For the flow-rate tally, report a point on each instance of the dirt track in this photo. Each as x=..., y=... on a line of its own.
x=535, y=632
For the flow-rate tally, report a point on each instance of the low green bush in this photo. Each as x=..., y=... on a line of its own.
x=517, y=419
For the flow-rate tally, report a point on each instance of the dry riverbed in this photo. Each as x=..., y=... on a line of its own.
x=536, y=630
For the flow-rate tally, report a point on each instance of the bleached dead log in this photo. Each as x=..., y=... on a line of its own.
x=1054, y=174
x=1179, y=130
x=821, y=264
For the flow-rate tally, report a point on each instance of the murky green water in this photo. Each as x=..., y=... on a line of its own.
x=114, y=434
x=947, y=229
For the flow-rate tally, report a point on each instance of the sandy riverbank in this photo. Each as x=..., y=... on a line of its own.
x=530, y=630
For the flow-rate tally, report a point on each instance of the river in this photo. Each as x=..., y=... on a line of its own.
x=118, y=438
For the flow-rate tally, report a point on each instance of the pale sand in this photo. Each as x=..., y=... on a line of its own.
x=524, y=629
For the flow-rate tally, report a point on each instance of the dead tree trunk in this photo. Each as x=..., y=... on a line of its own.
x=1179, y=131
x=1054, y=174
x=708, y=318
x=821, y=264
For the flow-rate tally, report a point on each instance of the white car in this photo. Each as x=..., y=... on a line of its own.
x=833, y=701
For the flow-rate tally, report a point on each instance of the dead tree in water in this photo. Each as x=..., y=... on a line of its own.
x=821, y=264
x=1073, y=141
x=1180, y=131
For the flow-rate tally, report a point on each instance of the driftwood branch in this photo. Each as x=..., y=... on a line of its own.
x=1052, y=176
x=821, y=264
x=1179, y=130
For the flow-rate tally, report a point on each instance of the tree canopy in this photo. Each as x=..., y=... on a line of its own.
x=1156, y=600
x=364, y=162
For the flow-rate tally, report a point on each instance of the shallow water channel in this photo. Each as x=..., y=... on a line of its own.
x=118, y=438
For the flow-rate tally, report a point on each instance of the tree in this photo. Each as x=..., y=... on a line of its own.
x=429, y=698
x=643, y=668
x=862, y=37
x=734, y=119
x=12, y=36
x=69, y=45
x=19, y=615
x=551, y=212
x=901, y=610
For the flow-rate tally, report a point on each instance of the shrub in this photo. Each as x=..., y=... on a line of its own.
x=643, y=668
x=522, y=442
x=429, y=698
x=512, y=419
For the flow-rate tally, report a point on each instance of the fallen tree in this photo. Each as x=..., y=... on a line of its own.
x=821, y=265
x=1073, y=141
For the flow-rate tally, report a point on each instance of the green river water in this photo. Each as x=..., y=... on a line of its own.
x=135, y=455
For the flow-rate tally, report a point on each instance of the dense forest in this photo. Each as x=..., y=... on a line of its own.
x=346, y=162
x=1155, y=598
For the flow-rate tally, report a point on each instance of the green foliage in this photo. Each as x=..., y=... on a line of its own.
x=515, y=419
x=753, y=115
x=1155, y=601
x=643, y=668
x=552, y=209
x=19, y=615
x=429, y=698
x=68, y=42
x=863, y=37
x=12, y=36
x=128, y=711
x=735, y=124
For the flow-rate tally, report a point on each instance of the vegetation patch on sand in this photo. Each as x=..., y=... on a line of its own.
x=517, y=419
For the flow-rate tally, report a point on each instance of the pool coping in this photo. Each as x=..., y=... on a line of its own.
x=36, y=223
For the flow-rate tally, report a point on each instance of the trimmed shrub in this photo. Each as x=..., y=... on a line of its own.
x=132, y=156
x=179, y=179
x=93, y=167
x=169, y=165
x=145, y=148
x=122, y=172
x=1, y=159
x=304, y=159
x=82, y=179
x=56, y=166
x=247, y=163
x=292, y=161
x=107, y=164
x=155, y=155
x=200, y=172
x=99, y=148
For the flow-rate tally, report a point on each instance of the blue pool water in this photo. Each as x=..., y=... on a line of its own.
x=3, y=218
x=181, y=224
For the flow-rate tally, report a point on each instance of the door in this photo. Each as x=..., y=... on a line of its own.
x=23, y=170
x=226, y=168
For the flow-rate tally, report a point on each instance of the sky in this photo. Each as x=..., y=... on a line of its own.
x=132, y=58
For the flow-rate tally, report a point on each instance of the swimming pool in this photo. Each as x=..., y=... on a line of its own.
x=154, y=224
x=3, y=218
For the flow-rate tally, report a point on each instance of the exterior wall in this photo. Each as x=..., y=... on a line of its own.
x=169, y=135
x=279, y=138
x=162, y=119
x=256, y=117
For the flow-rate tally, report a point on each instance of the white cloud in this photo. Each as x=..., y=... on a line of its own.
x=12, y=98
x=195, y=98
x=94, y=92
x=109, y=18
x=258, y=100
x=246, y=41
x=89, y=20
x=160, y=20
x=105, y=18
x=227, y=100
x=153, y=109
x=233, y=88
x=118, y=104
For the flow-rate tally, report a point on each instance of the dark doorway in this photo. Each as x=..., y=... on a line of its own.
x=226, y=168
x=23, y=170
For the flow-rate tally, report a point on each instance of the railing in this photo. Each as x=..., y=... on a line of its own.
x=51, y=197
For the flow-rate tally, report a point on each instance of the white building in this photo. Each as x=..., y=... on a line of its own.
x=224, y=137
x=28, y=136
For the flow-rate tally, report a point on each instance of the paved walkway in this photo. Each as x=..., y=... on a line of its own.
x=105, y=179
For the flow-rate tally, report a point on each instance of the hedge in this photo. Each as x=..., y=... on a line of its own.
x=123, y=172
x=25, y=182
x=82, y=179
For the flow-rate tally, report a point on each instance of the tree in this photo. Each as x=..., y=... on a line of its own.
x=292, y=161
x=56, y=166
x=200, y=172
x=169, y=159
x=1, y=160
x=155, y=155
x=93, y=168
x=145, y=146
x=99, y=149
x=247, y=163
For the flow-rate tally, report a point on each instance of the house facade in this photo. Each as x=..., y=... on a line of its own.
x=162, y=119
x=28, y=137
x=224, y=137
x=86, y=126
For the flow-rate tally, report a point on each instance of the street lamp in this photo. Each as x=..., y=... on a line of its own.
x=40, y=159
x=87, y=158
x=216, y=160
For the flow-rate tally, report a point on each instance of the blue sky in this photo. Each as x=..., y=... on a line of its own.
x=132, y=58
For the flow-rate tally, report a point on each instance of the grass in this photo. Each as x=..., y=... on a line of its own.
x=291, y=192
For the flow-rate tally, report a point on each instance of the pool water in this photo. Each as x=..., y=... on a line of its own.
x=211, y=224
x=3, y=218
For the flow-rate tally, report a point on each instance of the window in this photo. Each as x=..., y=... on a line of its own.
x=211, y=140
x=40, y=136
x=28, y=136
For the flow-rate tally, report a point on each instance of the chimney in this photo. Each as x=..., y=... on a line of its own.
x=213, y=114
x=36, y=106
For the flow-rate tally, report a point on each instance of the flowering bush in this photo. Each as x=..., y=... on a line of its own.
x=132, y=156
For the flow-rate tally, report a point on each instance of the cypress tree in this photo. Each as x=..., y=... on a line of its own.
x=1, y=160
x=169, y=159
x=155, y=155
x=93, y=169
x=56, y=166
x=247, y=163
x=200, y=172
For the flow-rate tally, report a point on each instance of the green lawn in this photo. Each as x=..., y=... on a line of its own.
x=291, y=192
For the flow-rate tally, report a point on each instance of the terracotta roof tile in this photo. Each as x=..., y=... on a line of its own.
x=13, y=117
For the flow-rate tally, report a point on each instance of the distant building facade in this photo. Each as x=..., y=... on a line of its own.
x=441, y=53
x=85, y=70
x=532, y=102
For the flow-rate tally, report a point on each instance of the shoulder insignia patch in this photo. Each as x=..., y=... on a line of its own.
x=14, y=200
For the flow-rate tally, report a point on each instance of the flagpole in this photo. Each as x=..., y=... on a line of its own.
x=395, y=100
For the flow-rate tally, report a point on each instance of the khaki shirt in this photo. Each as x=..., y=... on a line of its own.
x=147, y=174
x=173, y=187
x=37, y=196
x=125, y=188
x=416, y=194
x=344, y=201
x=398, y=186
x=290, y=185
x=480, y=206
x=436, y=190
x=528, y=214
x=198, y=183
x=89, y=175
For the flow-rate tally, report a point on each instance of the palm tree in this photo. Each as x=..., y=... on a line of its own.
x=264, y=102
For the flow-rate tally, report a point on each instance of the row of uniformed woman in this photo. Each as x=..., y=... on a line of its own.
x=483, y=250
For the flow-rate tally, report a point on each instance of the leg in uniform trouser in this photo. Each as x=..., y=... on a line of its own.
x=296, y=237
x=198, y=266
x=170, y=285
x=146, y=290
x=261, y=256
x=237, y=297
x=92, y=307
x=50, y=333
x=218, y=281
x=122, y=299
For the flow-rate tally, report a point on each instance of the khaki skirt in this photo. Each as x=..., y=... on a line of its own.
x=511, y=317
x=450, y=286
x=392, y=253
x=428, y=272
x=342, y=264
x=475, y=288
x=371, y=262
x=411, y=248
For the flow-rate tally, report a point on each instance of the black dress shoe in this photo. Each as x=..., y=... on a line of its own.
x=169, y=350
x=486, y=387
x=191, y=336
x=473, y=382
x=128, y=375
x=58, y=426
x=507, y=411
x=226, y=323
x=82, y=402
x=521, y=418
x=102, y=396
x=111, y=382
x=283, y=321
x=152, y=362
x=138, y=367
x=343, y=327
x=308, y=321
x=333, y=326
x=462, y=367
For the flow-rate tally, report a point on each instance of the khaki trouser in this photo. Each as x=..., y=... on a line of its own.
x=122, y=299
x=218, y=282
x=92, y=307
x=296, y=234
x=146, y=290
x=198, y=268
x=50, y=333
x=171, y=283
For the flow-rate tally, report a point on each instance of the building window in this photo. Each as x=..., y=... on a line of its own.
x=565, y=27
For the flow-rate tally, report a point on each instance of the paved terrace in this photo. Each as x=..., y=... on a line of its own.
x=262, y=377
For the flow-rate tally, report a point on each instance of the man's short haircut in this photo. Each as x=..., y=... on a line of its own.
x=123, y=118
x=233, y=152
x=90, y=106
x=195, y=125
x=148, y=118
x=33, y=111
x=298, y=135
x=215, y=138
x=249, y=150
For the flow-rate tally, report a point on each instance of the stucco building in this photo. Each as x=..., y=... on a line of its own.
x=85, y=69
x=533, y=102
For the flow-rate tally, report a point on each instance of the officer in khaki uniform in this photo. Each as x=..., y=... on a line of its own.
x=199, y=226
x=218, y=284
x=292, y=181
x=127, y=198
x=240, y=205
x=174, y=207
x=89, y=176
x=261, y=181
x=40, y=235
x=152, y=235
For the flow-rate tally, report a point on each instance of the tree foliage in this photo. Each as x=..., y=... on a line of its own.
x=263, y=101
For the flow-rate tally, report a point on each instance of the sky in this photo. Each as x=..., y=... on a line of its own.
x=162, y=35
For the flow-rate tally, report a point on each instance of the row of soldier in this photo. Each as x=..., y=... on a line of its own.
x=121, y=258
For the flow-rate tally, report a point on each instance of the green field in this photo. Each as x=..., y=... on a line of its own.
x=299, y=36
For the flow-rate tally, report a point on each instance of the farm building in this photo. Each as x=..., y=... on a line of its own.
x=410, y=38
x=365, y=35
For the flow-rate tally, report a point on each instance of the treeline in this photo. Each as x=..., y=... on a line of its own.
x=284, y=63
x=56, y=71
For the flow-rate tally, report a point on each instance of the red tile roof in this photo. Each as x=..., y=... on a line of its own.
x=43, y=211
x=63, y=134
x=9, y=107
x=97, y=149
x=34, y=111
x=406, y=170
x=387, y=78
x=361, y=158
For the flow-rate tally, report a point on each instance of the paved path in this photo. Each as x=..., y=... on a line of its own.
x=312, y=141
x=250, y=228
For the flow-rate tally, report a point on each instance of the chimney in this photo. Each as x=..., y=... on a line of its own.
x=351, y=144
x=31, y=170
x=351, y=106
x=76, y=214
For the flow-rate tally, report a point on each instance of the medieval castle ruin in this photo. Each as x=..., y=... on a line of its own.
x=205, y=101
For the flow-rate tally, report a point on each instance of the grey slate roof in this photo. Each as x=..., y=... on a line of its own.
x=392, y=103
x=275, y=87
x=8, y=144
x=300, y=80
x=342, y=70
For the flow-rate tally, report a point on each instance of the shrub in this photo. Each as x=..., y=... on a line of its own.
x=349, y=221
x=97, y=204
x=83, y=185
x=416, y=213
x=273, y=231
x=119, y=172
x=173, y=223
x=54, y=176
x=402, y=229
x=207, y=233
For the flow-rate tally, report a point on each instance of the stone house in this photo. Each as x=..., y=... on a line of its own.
-- -- --
» **Aim**:
Starting with the line that contains "of the distant" and going on through the line that contains "x=264, y=102", output those lines of the data as a JSON list of strings, one string per line, leaving out any blank lines.

» **Output**:
[
  "For the flow-rate tally, report a point on each instance of the distant building facade in this photo. Each as x=..., y=... on a line of its own.",
  "x=441, y=53",
  "x=85, y=70",
  "x=532, y=102",
  "For the flow-rate tally, report a point on each instance of the shoulder insignia patch in this photo. Each as x=..., y=... on a line of its own.",
  "x=14, y=200",
  "For the flow-rate tally, report a point on each instance of the flagpole in this photo. Each as x=..., y=... on a line of its own.",
  "x=395, y=100",
  "For the flow-rate tally, report a point on each instance of the khaki shirt in this photo. Each as x=..., y=... on a line of its own.",
  "x=147, y=174",
  "x=173, y=187",
  "x=37, y=196",
  "x=125, y=188",
  "x=416, y=194",
  "x=344, y=201",
  "x=398, y=186",
  "x=290, y=185",
  "x=480, y=206",
  "x=436, y=190",
  "x=528, y=214",
  "x=198, y=183",
  "x=89, y=175",
  "For the flow-rate tally, report a point on each instance of the palm tree in this photo. Each as x=..., y=... on a line of its own.",
  "x=264, y=102"
]